### Goal
Could you convert the entries below into a two-column CSV with the columns "instruction" and "points", one row per entry, each wrapped in double quotes with any line breaks replaced by spaces? Leave the picture out and include every entry.

□ □ □ □ □

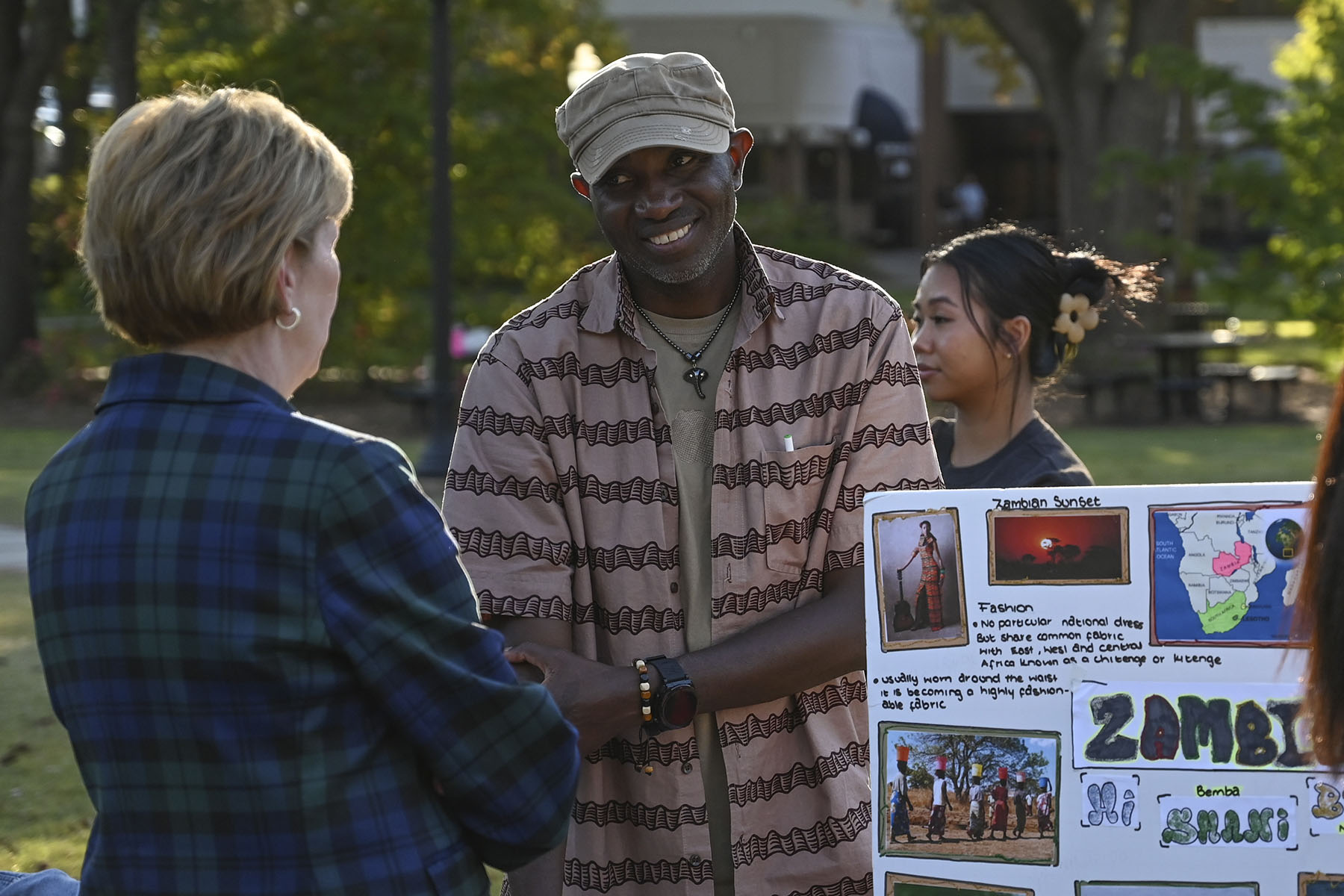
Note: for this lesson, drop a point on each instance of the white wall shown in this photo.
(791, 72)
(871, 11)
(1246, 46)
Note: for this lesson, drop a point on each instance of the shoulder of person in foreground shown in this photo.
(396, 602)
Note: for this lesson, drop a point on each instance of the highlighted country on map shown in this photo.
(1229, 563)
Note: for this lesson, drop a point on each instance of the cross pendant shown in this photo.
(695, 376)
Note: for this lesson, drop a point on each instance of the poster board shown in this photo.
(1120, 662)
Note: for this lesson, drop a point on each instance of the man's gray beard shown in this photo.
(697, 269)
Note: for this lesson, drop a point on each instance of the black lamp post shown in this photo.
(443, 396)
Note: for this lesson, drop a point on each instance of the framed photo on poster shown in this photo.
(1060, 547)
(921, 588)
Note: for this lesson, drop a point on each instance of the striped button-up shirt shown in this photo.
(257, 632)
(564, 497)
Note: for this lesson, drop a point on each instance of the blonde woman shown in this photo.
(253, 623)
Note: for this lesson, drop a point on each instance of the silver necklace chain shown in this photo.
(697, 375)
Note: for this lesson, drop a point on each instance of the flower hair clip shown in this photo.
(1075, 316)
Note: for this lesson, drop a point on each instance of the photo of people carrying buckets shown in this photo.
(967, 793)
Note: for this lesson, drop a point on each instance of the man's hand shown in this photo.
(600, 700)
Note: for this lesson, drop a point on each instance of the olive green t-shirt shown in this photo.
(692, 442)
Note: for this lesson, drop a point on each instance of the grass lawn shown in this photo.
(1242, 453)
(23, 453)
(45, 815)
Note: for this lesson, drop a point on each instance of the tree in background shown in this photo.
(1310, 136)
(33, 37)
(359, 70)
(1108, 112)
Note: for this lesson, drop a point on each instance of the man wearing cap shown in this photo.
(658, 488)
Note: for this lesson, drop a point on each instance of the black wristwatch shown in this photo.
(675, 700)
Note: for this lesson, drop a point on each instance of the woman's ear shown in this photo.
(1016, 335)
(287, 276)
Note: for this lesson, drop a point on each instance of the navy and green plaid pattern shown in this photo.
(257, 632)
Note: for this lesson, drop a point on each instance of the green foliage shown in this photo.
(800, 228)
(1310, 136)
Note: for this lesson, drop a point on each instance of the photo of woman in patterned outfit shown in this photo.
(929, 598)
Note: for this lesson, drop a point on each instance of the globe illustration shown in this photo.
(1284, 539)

□ □ □ □ □

### Solution for this problem
instruction,points
"Note: for this lesson, drop a point on each instance of the white wall shown in this photo.","(791, 72) (871, 11) (1246, 46)"
"Note: for this lesson, drop a point on each instance of the shoulder of person in foreground shown in this photo.","(396, 602)"
"Note: for this lesson, drop a point on each instance of the highlighted country on map shown in this photo.","(1229, 563)"
"Note: for this lesson, drop a point on each instance of the cross pendant shown in this photo.","(695, 376)"
"Note: for this lesson, drop a point on each instance of the poster board shown in this photo.","(1120, 662)"
"Note: for this lesson, drop a point on each instance of the man's gray beard shown in this photo.","(697, 269)"
"Note: for this lesson, drop a point on each instance of the black lamp post shown in this photo.","(443, 396)"
"Note: for this lesson, drop a point on each instance of the framed photo on poster shown in this photo.","(1060, 547) (921, 588)"
"Note: for this lesson, drop a point on each instance of the striped button-up shirt shown in this photo.","(257, 632) (564, 497)"
"Note: for this lesson, drop a point on each instance of the blonde woman shown in this photo.","(253, 623)"
"Note: for this lesson, drop a point on each instance of the silver necklace chain shown in this photo.","(697, 375)"
"Note: for this lesson, drop a point on each instance of the flower hair clip shown in this photo.","(1075, 316)"
"Note: for this lesson, drop a point on each instance of the photo of people carrying buckets shown in this photo.","(967, 793)"
"Note: for this lesson, drop a point on each instance of the man's hand shown in this photo.","(600, 700)"
"Note: for this lesson, drop a point on each instance of the olive green t-shirt shown in this photo.","(692, 442)"
"Note: for this lesson, drop a point on each instance of the grass lawn shown in this photo.","(1242, 453) (23, 453) (45, 815)"
"Note: for this lesson, drop a point on each instance of the tree in background shown in this photo.","(1310, 136) (33, 37) (359, 70) (1108, 112)"
"Note: for this lesson, drop a point on each instance of the man wearing cap shown in this photo.","(658, 488)"
"Note: for this lesson, drop a point on each instance of the black wristwatch shown in this photo.","(675, 700)"
"Note: for this lesson, drop a point on each instance of the woman's ear shown in this photo.","(1016, 335) (287, 276)"
"Note: for this lesson, drop a point on each instance of the navy and green plaid pattern shown in this photo.","(257, 632)"
"Note: for this lesson, drop a point on each instance of the green foliage shown in this photo.","(800, 228) (1310, 136)"
"Note: for this lesson, drop a point on each instance of the photo of woman in patterned outfit shown in this photo.","(929, 598)"
"Note: for this lesson, drop a point on each instance of the globe illustration shown in this photo.","(1284, 539)"